## TEXT UNDER STUDY:

Hurricane Preparedness

Because a hurricane is one of nature’s most destructive forces, hurricane preparedness is not to be taken lightly. Anyone who’s suffered their wrath will tell you that preparing for a hurricane is not a joke, and the frequency of these disasters seems to be on the rise over the last decade. If there’s any good news on this subject, it’s the fact that you have a basic idea when and where these horrific events occur. Traditionally, hurricanes hammer the shoreline, or their adjacent areas in our southernmost states, during hurricane season, which is roughly July 1st through November 1st. That’s not to say that hurricanes can’t happen outside of those months, but traditionally, that’s when the weather patterns are the most likely to create these catastrophic weather events.

Hurricane prep

Like the high winds associated with tornado preparation, your hurricane preparedness will be affected by your geographical location, and what type of dwelling you live in. In other words, if you live in a single-story home or a multi-story home, you will have different hurricane prep needs than someone who lives in an apartment, or a condominium. Location is also a factor that will affect your hurricane preparedness. If you live right on the beach in a city, you’ll have to prepare for a hurricane differently than someone who lives in a rural, inland town. These are all things to consider when you stock your hurricane survival kit. Although there will be different variations, these are the basic items that you will need in your kit.

Hurricane survival kit items

Hurricane survival kit items
  • A 5-day supply of drinking water (at least ½ gallon of water per person / day)
  • Water purification tablets
  • 5-day supply of non-perishable food
    • MRE’s
    • Power bars
    • Beef sticks / jerky
    • Canned food with pull tab lids
  • Mess kits, paper cups, paper plates, paper towels, and plastic utensils
  • 5-day supply of prescription medications
  • First aid kit
  • Battery-powered or hand crank weather radio
  • LED flashlights
  • Whistle or a handheld air horn
  • Dust masks
  • Blankets
  • Pop-up camping tent
  • Sleeping bags
  • Two changes of clothing for each person
  • Work boots for each person
  • Work gloves for each person
  • A leather work belt with large pockets
  • Knives, multi-tools, and hatchets
  • Disposable lighters
  • Baby wipes (along with other toiletries)

## DATA SECTION:

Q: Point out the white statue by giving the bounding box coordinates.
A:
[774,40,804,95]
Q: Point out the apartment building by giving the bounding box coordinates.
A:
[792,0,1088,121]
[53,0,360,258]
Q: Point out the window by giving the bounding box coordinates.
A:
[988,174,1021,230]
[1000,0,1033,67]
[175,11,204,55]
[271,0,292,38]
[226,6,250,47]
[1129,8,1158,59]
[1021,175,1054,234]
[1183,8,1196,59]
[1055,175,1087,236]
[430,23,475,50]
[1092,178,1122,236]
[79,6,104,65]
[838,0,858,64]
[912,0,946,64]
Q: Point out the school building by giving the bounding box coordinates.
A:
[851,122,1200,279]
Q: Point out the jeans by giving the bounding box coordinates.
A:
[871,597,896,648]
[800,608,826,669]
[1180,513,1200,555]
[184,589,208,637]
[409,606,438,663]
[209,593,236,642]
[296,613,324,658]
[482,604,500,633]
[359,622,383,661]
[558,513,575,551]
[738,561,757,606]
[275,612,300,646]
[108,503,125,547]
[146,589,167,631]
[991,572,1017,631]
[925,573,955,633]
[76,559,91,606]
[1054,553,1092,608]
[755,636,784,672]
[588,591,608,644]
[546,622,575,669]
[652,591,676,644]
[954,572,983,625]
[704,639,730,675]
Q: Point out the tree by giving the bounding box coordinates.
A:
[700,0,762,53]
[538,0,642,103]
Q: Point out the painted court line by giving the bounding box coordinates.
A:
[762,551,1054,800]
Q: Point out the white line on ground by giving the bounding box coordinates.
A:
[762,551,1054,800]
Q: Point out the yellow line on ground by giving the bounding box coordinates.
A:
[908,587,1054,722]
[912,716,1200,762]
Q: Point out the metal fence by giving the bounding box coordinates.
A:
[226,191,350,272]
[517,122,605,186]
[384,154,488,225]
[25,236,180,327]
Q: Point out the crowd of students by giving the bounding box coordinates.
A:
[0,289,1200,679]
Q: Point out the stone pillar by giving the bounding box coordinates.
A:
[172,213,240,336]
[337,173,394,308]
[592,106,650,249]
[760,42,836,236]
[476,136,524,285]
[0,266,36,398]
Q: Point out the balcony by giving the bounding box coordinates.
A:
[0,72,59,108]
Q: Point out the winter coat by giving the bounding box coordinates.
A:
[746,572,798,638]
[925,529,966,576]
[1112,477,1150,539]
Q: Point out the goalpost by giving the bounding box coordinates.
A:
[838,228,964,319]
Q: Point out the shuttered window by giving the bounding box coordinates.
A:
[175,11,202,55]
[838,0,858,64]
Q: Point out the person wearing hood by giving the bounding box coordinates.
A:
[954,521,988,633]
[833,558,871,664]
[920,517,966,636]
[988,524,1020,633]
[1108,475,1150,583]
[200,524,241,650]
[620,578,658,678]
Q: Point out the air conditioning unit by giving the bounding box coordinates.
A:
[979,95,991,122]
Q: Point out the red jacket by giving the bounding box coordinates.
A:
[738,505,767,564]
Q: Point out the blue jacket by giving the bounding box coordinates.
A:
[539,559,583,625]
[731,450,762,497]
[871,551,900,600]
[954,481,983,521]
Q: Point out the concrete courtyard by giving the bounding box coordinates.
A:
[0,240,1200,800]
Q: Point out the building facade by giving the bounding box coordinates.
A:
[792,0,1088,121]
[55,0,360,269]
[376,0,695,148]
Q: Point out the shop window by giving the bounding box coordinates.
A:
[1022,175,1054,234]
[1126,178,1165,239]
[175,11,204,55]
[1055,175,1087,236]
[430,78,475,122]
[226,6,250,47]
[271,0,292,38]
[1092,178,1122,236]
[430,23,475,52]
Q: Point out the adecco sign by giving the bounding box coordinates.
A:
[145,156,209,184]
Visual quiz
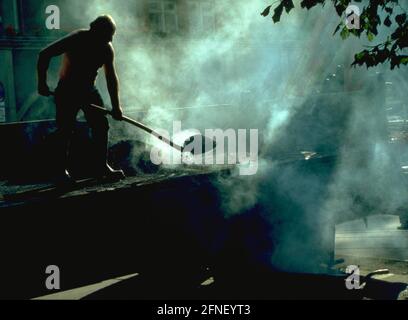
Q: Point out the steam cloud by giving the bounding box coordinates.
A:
[34,0,407,271]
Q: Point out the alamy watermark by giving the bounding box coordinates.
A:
[150,121,259,175]
[346,265,363,290]
[45,265,61,290]
[45,5,61,30]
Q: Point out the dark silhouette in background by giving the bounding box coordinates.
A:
[38,15,124,182]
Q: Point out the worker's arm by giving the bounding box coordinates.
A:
[104,44,123,120]
[37,32,78,96]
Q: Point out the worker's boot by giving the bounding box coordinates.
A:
[92,122,125,181]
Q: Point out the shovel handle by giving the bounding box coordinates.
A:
[90,104,184,152]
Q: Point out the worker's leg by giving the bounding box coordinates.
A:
[55,85,79,177]
[84,89,123,178]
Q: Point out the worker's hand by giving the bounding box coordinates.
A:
[38,83,52,97]
[112,108,123,121]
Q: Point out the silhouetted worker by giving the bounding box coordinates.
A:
[38,15,124,181]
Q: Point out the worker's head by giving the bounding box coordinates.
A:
[90,15,116,43]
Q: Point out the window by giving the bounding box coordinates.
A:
[188,0,215,35]
[149,0,178,33]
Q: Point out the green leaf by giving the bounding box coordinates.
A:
[395,13,407,26]
[283,0,295,13]
[340,27,350,40]
[333,23,342,35]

## REQUIREMENT A:
Reproduce word for word the stretch of the hurricane preparedness text from "Because a hurricane" through "catastrophic weather events.".
## REQUIREMENT B:
Carry the hurricane preparedness text forward from the point where it ends.
The items that come after the hurricane preparedness text are separate material.

## ANSWER A:
Because a hurricane is one of nature’s most destructive forces, hurricane preparedness is not to be taken lightly. Anyone who’s suffered their wrath will tell you that preparing for a hurricane is not a joke, and the frequency of these disasters seems to be on the rise over the last decade. If there’s any good news on this subject, it’s the fact that you have a basic idea when and where these horrific events occur. Traditionally, hurricanes hammer the shoreline, or their adjacent areas in our southernmost states, during hurricane season, which is roughly July 1st through November 1st. That’s not to say that hurricanes can’t happen outside of those months, but traditionally, that’s when the weather patterns are the most likely to create these catastrophic weather events.

## ANSWER B:
  • $500 in cash
  • Extra credit and debit cards
  • A portable charging station for cell phones
  • Local maps
  • A waterproof box containing
    • Instructions on how to turn off electricity, gas, and water
    • Copies of your deeds
    • Vehicle titles
    • Insurance policies / agents contact information
    • Wills
    • Doctors’ names and contact information
    • Current prescription medication lists
    • Contact information for local police / fire stations
    • Contact information for utility companies
    • Names and contact information of neighbors
  • Fire extinguishers
  • Matches in a waterproof container or a disposable lighter
  • Small propane tanks and heaters (weather depending)
  • Fuel you car the night before the storm

To shelter in place, you’ll need to gather your emergency supplies, move your cars and trucks into your garage, clear your yard to make sure it’s free of debris and there’s nothing that could blow around and cause damage or injury. Cover your windows and doors with plywood on the outside, and stack couches and mattresses against the windows on the inside. Fill your sinks and bathtubs with fresh water for washing during the storm, make sure your smoke and carbon monoxide (CO) detectors are functioning properly and get ready to turn your power off if your areas are flooded and you see downed power lines.

No matter how well you brace yourself, even the most well-built and prepared homes don’t stand a chance against mother nature’s full wrath. It’s always advisable to listen to your local weather authorities on whether you should stay in your home or evacuate, and you should be fully prepared to do either, at a moment’s notice. Never ignore an evacuation order to stay home and protect your property. It’s never worth risking your health and safety. Preparing for a hurricane is never quick or easy, but the time to start is now. The next killer storm could be right around the corner. Start your hurricane prep now!